_WHAT IS REQUIRED_: Lines in the records below that contain the word "target" must each be copied.

EXTRACTED RECORDS Start Marker

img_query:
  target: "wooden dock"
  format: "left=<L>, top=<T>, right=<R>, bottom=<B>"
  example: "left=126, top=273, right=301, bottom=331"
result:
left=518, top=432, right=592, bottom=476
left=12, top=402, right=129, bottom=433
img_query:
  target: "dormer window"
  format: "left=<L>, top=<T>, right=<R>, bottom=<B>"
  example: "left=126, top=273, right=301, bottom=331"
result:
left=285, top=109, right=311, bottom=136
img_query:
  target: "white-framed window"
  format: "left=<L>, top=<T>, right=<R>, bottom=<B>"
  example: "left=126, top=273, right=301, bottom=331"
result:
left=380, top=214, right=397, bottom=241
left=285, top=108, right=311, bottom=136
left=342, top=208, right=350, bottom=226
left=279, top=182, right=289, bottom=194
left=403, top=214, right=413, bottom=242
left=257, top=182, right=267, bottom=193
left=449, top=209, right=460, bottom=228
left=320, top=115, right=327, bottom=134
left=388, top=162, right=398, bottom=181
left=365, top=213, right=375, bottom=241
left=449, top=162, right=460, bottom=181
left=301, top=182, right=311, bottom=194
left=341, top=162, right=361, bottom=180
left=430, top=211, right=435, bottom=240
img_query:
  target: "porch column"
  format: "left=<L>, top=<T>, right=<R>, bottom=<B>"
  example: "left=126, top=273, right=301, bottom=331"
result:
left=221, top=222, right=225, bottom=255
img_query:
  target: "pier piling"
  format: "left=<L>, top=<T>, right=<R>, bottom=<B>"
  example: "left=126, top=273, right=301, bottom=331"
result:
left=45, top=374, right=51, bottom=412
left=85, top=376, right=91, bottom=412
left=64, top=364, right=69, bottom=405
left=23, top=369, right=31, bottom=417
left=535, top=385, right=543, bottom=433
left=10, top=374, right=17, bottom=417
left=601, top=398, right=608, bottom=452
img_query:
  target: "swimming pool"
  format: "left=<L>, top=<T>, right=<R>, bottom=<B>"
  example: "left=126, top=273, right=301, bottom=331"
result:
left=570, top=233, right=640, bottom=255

EXTRACTED RECORDS End Marker

_RESULT OF THE TASK_:
  target: "wooden dock"
  target: "dormer window"
  target: "white-framed window"
  target: "porch column"
  target: "pier piling"
  target: "swimming pool"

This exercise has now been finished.